## Records shown
'''

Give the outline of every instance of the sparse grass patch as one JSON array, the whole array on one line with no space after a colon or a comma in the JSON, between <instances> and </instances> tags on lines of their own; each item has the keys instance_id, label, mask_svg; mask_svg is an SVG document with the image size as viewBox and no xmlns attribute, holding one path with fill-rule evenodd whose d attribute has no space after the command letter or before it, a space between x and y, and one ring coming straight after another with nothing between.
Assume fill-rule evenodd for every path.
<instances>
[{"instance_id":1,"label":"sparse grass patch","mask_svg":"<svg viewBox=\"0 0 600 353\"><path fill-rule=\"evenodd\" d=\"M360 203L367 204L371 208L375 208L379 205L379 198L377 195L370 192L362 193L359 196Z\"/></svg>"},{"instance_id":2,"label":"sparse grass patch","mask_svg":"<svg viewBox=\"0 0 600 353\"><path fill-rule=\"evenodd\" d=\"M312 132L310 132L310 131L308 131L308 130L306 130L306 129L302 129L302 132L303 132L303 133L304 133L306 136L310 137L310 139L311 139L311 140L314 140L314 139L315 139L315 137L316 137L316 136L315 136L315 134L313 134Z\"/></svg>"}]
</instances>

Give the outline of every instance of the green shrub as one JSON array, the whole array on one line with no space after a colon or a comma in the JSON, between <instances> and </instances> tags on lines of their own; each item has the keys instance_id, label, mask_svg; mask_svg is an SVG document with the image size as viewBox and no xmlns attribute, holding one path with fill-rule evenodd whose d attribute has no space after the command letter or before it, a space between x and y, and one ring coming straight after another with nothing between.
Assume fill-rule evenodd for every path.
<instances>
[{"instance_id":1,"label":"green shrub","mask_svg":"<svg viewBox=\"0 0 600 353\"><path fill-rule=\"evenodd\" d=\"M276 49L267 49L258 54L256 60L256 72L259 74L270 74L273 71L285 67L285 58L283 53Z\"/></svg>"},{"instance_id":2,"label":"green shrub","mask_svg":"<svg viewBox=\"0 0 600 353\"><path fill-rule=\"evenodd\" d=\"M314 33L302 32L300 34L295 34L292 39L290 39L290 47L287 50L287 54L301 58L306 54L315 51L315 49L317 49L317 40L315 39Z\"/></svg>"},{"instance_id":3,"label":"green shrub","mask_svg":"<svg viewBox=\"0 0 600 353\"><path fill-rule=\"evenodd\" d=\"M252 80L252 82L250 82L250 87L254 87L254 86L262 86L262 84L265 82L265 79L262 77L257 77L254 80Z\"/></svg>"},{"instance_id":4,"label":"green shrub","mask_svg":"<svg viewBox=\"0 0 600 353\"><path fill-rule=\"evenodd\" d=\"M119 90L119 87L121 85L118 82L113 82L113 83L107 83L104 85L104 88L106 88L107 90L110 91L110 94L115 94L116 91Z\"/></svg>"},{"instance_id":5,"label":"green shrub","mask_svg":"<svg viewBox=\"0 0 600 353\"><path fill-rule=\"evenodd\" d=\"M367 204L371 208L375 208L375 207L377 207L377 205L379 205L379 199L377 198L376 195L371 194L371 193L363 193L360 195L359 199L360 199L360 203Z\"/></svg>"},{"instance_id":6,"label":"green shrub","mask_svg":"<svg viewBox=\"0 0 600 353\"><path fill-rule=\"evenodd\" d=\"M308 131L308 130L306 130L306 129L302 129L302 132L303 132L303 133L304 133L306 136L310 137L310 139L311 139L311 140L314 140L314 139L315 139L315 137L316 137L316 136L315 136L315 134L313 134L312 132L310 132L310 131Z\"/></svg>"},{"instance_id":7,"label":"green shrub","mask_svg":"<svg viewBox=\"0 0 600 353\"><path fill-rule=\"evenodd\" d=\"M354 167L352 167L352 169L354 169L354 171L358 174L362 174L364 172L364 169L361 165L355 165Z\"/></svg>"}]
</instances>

'''
'''

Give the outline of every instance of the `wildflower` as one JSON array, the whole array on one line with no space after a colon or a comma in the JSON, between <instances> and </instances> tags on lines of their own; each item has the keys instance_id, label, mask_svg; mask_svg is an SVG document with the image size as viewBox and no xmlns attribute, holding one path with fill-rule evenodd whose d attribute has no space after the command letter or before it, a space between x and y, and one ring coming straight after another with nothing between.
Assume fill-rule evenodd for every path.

'''

A verbatim transcription is needed of the lines above, starting at the line with "Give the outline of every instance of the sparse" and ending at the line with "Give the outline of every instance of the green", both included, and of nothing else.

## Result
Give the outline of every instance of the sparse grass patch as one JSON array, the whole array on one line with no space after a colon or a comma in the JSON, between <instances> and </instances> tags on lines of their own; each item has the keys instance_id, label, mask_svg; mask_svg is an SVG document with the image size as viewBox and no xmlns attribute, holding one path with fill-rule evenodd whose d attribute has no space after the command letter or before it, a space between x and y, and one ring coming straight after another with nothing between.
Assume fill-rule evenodd for every path.
<instances>
[{"instance_id":1,"label":"sparse grass patch","mask_svg":"<svg viewBox=\"0 0 600 353\"><path fill-rule=\"evenodd\" d=\"M360 203L367 204L371 208L375 208L379 205L379 198L377 195L370 192L362 193L359 196Z\"/></svg>"},{"instance_id":2,"label":"sparse grass patch","mask_svg":"<svg viewBox=\"0 0 600 353\"><path fill-rule=\"evenodd\" d=\"M312 132L310 132L310 131L308 131L308 130L306 130L306 129L302 129L302 132L303 132L303 133L304 133L306 136L310 137L310 139L311 139L311 140L314 140L314 139L315 139L315 137L316 137L316 136L315 136L315 134L313 134Z\"/></svg>"}]
</instances>

Give the outline of every instance of the green shrub as one JSON array, the whole array on one line with no space after a colon or a comma in the JSON, between <instances> and </instances> tags on lines of their own; each item has the keys instance_id, label, mask_svg; mask_svg is an SVG document with the image size as viewBox and no xmlns attribute, holding one path with fill-rule evenodd whose d attribute has no space after the command letter or before it, a space between x and y, and one ring coming straight after another with nothing between.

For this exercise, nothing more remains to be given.